---------- EXERCISE MATERIAL ----------

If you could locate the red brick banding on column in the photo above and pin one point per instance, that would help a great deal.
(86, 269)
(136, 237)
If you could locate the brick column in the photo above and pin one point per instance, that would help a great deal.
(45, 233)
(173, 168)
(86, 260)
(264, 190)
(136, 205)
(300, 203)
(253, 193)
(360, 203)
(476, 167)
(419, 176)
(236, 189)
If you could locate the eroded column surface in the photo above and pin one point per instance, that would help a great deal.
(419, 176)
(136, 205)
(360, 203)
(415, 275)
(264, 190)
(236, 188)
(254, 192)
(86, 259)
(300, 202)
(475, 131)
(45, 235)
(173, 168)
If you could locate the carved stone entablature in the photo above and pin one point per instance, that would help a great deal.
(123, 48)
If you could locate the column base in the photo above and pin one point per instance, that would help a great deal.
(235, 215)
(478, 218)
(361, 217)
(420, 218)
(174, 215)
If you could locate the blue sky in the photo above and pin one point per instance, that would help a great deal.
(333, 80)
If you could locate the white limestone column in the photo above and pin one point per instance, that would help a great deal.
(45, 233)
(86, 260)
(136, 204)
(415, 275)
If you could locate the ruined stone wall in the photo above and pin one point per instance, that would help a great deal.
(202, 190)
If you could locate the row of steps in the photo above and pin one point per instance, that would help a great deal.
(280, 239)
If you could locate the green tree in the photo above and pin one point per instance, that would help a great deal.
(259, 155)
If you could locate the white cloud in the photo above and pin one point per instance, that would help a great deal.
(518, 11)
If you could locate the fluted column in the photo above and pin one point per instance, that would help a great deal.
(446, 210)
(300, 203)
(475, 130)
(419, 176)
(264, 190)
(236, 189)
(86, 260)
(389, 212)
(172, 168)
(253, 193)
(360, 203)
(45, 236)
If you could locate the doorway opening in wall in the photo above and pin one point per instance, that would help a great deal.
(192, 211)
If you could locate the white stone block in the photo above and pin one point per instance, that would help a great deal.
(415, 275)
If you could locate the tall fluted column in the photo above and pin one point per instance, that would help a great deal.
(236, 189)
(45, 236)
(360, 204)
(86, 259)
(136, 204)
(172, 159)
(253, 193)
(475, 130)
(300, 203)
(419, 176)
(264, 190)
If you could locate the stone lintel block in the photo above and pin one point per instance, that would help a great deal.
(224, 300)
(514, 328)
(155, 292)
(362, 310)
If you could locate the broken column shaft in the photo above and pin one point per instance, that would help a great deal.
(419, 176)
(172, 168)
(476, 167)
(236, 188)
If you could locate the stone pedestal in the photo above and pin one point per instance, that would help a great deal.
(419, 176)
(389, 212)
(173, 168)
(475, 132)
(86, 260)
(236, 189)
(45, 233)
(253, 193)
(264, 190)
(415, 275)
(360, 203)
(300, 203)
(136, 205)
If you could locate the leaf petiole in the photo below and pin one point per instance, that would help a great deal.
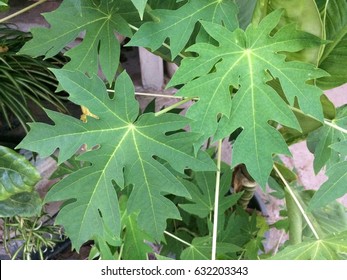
(22, 11)
(167, 109)
(292, 194)
(216, 201)
(177, 238)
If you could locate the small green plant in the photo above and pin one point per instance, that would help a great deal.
(24, 80)
(252, 73)
(25, 229)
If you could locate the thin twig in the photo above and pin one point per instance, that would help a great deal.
(216, 202)
(308, 221)
(22, 11)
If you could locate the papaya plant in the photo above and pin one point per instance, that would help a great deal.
(250, 72)
(24, 233)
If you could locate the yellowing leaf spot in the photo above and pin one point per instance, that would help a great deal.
(85, 113)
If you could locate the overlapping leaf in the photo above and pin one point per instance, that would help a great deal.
(178, 25)
(335, 187)
(99, 46)
(202, 191)
(17, 175)
(333, 247)
(247, 61)
(122, 149)
(334, 58)
(319, 142)
(17, 181)
(140, 6)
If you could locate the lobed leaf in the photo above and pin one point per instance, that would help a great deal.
(140, 6)
(320, 141)
(333, 188)
(100, 46)
(178, 25)
(17, 175)
(123, 150)
(334, 57)
(247, 61)
(332, 247)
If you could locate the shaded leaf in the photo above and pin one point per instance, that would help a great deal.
(202, 191)
(340, 147)
(178, 25)
(17, 175)
(99, 46)
(304, 14)
(333, 188)
(332, 247)
(122, 148)
(307, 124)
(136, 242)
(319, 142)
(334, 57)
(246, 10)
(247, 61)
(201, 249)
(24, 204)
(140, 6)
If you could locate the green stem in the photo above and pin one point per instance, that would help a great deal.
(326, 121)
(22, 11)
(295, 220)
(216, 201)
(167, 109)
(177, 238)
(297, 202)
(156, 95)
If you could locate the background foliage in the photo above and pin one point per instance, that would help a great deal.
(255, 79)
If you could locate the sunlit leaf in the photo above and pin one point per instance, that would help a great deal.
(320, 141)
(178, 25)
(17, 175)
(334, 58)
(330, 248)
(100, 45)
(122, 148)
(247, 61)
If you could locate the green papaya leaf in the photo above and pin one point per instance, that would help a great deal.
(333, 247)
(178, 25)
(330, 218)
(17, 175)
(304, 14)
(136, 242)
(140, 6)
(122, 149)
(201, 248)
(247, 61)
(202, 191)
(340, 147)
(333, 188)
(307, 123)
(24, 204)
(319, 142)
(246, 10)
(334, 57)
(100, 46)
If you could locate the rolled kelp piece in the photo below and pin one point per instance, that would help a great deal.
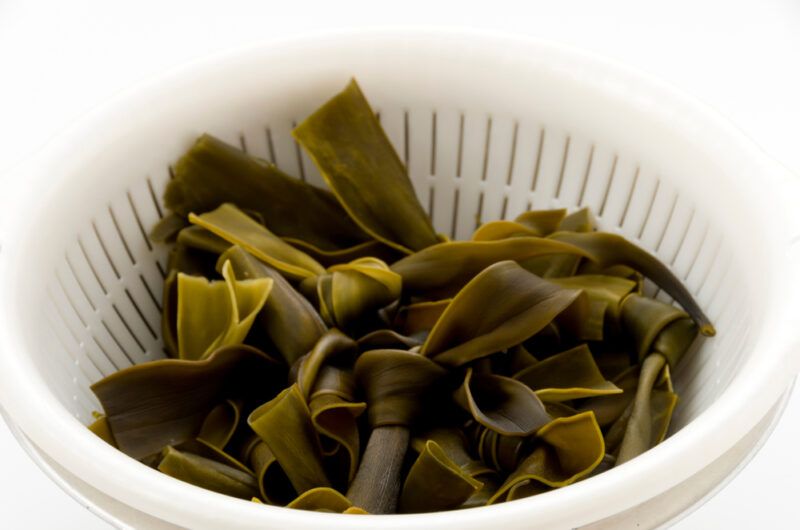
(208, 474)
(285, 425)
(611, 249)
(501, 307)
(212, 314)
(435, 483)
(568, 375)
(566, 450)
(290, 321)
(560, 266)
(501, 404)
(539, 223)
(212, 172)
(155, 404)
(441, 271)
(238, 228)
(322, 500)
(395, 383)
(273, 484)
(349, 291)
(661, 334)
(348, 145)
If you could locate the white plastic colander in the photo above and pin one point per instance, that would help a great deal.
(489, 126)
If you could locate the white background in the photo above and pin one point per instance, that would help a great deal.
(59, 60)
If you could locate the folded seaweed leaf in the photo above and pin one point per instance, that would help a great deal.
(655, 326)
(454, 444)
(605, 293)
(331, 345)
(217, 313)
(357, 160)
(236, 227)
(442, 270)
(199, 238)
(501, 307)
(395, 383)
(496, 230)
(516, 359)
(560, 266)
(273, 484)
(571, 374)
(435, 483)
(387, 339)
(413, 319)
(335, 419)
(330, 393)
(165, 402)
(187, 260)
(321, 500)
(367, 249)
(649, 413)
(213, 172)
(525, 488)
(610, 249)
(291, 322)
(362, 286)
(285, 425)
(208, 474)
(545, 222)
(202, 448)
(500, 452)
(608, 409)
(537, 223)
(501, 404)
(220, 424)
(567, 450)
(662, 405)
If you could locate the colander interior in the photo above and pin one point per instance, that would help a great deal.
(482, 138)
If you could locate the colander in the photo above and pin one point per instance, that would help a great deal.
(488, 126)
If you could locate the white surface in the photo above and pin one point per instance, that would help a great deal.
(59, 71)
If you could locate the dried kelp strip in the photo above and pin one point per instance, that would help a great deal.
(567, 450)
(238, 228)
(348, 145)
(501, 307)
(611, 249)
(497, 360)
(396, 384)
(350, 290)
(273, 484)
(220, 424)
(290, 321)
(442, 270)
(367, 249)
(212, 173)
(501, 404)
(212, 314)
(321, 500)
(571, 374)
(418, 318)
(435, 483)
(285, 425)
(537, 223)
(155, 404)
(208, 474)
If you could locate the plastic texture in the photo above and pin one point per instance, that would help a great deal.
(488, 126)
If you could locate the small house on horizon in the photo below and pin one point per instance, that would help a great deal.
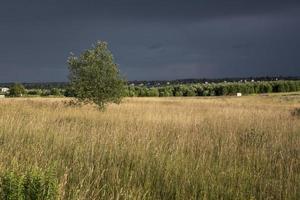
(4, 90)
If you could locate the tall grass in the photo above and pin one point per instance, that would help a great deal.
(158, 148)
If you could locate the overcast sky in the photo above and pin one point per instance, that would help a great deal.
(151, 39)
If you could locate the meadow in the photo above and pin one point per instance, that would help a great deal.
(158, 148)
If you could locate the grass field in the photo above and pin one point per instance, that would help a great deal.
(159, 148)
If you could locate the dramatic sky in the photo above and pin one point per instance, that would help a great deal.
(151, 39)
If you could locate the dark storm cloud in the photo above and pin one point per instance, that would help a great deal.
(164, 39)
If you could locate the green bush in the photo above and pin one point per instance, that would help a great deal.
(32, 185)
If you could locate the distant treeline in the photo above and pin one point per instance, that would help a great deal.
(214, 89)
(168, 90)
(155, 83)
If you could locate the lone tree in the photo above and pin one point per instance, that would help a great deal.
(95, 77)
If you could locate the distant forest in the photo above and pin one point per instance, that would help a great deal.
(155, 83)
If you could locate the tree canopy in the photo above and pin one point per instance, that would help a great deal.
(95, 77)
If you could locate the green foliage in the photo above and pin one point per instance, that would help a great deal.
(35, 92)
(296, 112)
(17, 90)
(218, 89)
(33, 185)
(95, 77)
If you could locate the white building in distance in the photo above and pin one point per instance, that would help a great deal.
(4, 90)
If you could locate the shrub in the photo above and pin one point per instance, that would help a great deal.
(34, 184)
(296, 112)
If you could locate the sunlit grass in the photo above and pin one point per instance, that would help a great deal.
(158, 148)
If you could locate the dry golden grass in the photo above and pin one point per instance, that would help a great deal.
(159, 148)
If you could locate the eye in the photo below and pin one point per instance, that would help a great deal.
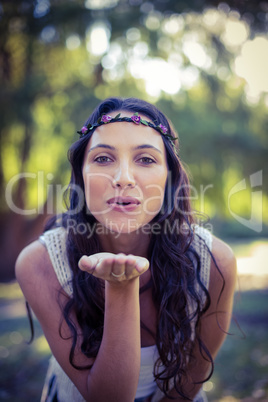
(146, 160)
(102, 159)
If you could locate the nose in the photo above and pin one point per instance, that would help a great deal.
(123, 177)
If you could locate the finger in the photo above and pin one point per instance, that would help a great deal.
(118, 268)
(88, 263)
(130, 266)
(142, 264)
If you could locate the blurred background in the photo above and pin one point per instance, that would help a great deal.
(204, 64)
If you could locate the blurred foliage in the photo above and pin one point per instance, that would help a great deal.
(58, 59)
(240, 367)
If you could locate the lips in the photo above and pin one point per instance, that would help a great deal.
(123, 203)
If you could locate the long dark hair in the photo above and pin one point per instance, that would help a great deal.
(174, 263)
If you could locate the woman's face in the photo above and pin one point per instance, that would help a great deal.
(124, 172)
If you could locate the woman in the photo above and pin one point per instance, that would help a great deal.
(134, 298)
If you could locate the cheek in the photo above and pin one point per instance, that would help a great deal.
(95, 186)
(155, 193)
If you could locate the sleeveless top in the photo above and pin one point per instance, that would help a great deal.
(57, 382)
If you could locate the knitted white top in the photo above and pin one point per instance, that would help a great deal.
(55, 242)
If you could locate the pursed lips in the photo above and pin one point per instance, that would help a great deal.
(123, 201)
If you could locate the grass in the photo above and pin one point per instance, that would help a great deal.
(241, 367)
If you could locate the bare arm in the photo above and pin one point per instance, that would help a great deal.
(111, 377)
(216, 321)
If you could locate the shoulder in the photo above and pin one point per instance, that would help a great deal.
(224, 256)
(223, 268)
(35, 274)
(32, 260)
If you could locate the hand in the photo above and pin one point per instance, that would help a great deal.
(114, 267)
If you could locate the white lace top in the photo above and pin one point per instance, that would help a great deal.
(55, 242)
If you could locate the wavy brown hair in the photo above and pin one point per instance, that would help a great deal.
(174, 263)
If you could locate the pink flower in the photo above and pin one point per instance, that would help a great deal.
(106, 118)
(163, 129)
(84, 130)
(136, 119)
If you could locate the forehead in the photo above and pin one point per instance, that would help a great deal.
(126, 134)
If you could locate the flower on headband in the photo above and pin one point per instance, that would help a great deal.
(162, 128)
(106, 118)
(84, 130)
(136, 118)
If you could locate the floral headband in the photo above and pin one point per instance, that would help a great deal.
(135, 118)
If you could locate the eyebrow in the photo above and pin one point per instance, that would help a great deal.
(144, 146)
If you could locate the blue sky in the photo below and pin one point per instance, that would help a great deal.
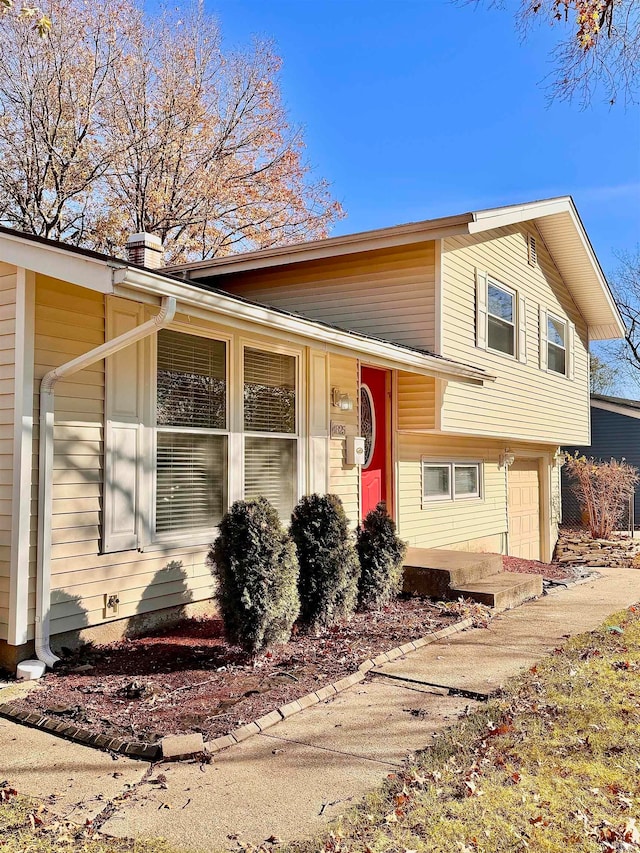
(422, 108)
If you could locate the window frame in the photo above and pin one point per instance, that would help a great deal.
(192, 536)
(451, 464)
(300, 419)
(551, 316)
(437, 498)
(513, 323)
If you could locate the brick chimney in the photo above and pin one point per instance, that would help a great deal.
(145, 250)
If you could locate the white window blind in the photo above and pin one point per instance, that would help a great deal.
(191, 454)
(269, 391)
(270, 471)
(270, 463)
(191, 381)
(191, 480)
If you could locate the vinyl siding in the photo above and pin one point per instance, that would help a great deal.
(386, 293)
(344, 480)
(7, 400)
(440, 524)
(524, 402)
(416, 401)
(474, 524)
(614, 435)
(70, 321)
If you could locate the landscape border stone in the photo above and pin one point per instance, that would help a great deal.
(153, 751)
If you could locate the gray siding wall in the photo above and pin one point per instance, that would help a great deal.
(613, 436)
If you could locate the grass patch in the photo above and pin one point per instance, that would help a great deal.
(552, 765)
(26, 827)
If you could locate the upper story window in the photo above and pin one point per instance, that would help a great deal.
(556, 344)
(501, 316)
(271, 428)
(191, 439)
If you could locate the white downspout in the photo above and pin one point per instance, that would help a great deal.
(46, 449)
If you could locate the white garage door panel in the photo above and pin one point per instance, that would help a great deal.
(524, 509)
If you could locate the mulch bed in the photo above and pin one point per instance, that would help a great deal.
(188, 679)
(553, 571)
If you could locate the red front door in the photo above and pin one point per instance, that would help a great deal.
(374, 428)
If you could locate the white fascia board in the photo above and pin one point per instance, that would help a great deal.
(379, 352)
(57, 262)
(486, 220)
(499, 217)
(627, 411)
(388, 238)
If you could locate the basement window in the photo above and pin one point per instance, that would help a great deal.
(450, 481)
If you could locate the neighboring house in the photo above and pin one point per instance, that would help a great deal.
(456, 347)
(615, 434)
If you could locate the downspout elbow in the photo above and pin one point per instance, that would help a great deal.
(46, 449)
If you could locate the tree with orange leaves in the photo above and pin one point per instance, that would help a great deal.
(116, 123)
(598, 50)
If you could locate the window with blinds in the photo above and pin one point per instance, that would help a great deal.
(192, 388)
(191, 453)
(270, 471)
(269, 391)
(270, 463)
(190, 482)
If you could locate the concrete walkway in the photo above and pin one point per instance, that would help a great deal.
(290, 781)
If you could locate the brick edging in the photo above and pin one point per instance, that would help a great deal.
(562, 585)
(153, 751)
(285, 711)
(68, 731)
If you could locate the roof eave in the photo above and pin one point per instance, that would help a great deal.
(191, 297)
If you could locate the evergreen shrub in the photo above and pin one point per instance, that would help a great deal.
(254, 562)
(381, 553)
(329, 567)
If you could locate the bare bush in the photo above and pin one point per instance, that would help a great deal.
(603, 490)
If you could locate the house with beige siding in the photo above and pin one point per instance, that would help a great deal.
(437, 366)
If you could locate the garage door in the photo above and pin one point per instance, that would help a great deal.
(524, 509)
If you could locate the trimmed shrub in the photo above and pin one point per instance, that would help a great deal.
(329, 567)
(254, 562)
(381, 553)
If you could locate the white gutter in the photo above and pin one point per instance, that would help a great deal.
(46, 450)
(155, 284)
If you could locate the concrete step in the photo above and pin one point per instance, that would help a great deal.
(432, 571)
(502, 591)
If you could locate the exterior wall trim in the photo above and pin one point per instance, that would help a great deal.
(379, 352)
(439, 296)
(22, 457)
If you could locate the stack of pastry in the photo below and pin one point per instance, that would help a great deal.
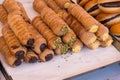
(107, 12)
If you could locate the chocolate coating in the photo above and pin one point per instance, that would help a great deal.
(48, 57)
(95, 7)
(14, 47)
(109, 19)
(17, 62)
(33, 60)
(111, 4)
(30, 42)
(20, 54)
(43, 47)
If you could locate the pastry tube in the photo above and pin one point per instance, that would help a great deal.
(11, 5)
(30, 57)
(108, 19)
(107, 42)
(115, 29)
(52, 20)
(38, 5)
(40, 43)
(92, 8)
(94, 45)
(3, 14)
(52, 40)
(77, 46)
(102, 33)
(63, 3)
(109, 6)
(13, 43)
(19, 27)
(82, 2)
(24, 13)
(46, 55)
(89, 23)
(86, 37)
(11, 60)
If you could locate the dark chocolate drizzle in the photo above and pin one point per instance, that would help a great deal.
(95, 7)
(43, 47)
(30, 42)
(33, 60)
(17, 62)
(20, 54)
(109, 19)
(111, 4)
(48, 57)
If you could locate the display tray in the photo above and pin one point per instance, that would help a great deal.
(61, 66)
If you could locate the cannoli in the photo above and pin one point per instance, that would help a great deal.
(30, 57)
(46, 55)
(92, 8)
(40, 43)
(13, 43)
(24, 14)
(107, 42)
(86, 37)
(52, 20)
(115, 29)
(52, 40)
(77, 46)
(11, 5)
(108, 19)
(11, 60)
(109, 6)
(19, 27)
(3, 14)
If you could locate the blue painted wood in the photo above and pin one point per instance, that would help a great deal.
(111, 72)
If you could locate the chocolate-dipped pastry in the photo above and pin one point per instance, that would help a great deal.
(109, 6)
(3, 14)
(92, 8)
(40, 43)
(108, 19)
(11, 5)
(19, 27)
(11, 60)
(13, 43)
(115, 29)
(23, 12)
(30, 57)
(46, 55)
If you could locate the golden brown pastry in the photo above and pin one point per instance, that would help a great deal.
(108, 19)
(52, 40)
(11, 5)
(46, 55)
(19, 27)
(92, 8)
(13, 43)
(3, 14)
(11, 60)
(51, 19)
(109, 6)
(115, 29)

----------

__GOAL__.
From the "If you could locate the blue painted" line to the close of the listing, restate each line word for word.

__RESULT OF THIS TASK__.
If you could locate the blue painted wood in the photo above and pin one point per instance, that would help a great deal.
(111, 72)
If you could locate the chocolate-dipped pastry in the photo above and pin one point per instance, that would help a great deal.
(109, 6)
(3, 14)
(92, 8)
(40, 43)
(108, 19)
(11, 5)
(19, 27)
(11, 60)
(13, 43)
(115, 29)
(23, 12)
(30, 57)
(46, 55)
If you could locate the golden brown pastry in the photo above and pin one point per instance, that would help a great deal.
(108, 19)
(52, 40)
(11, 5)
(46, 55)
(19, 27)
(92, 8)
(13, 43)
(3, 14)
(11, 60)
(51, 19)
(109, 6)
(115, 29)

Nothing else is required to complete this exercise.